### EXERCICE ÉCRIT A
Recopiez le passage du texte sur la fraude fiscale en commençant par « Le choix de » et en allant jusqu'à « 2007 et 2012. ».

### TEXTE FOURNI

L’administration fiscale est tentée d’aller au plus efficace. En période de disette budgétaire, le ministre des finances privilégie le recouvrement des sommes dues par les fraudeurs — qui dans le cas des multinationales peuvent dépasser le milliard d’euros — plutôt que des poursuites judiciaires par nature incertaines, plus longues et qui risquent de ne pas tomber à un moment politiquement opportun.

Exemplaire Islande

Le choix de ne pas aller en justice, et plus généralement de ne pas s’attaquer aux grands fraudeurs, peut se mesurer à travers la baisse des effectifs. Le nombre de juges d’instruction au pôle financier de Paris a fondu depuis quinze ans : vingt-sept juges en 2001, treize en 2007 et huit en 2012. Au pôle financier de Nanterre, le nombre de juges est passé de sept à trois entre 2007 et 2012.

### Enregistrements du jeu de données
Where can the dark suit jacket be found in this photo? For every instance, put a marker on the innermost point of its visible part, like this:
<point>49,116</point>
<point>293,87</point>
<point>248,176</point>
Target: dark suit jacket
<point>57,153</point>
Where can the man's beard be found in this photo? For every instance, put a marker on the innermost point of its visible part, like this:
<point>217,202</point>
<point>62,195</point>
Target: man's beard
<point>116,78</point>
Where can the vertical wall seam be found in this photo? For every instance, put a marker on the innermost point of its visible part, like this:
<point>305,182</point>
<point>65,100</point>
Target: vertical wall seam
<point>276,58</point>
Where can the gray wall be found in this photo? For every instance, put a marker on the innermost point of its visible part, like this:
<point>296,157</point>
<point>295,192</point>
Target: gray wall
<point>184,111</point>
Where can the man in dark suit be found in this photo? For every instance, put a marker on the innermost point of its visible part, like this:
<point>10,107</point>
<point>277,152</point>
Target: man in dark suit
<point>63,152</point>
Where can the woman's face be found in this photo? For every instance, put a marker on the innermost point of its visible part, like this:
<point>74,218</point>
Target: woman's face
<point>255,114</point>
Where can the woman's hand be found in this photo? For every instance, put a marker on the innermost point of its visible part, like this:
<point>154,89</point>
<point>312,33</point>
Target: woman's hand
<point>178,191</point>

### EXERCICE ÉCRIT B
Réécrivez les lignes des enregistrements, de la ligne contenant « Where can the woman's hand » jusqu'à la fin des enregistrements, en remplaçant « innermost point » par « central point » et en laissant tout le reste inchangé.

### RÉPONSE COMPLÈTE A
Le choix de ne pas aller en justice, et plus généralement de ne pas s’attaquer aux grands fraudeurs, peut se mesurer à travers la baisse des effectifs. Le nombre de juges d’instruction au pôle financier de Paris a fondu depuis quinze ans : vingt-sept juges en 2001, treize en 2007 et huit en 2012. Au pôle financier de Nanterre, le nombre de juges est passé de sept à trois entre 2007 et 2012.

### RÉPONSE COMPLÈTE B
Where can the woman's hand be found in this photo? For every instance, put a marker on the central point of its visible part, like this:
<point>154,89</point>
<point>312,33</point>
Target: woman's hand
<point>178,191</point>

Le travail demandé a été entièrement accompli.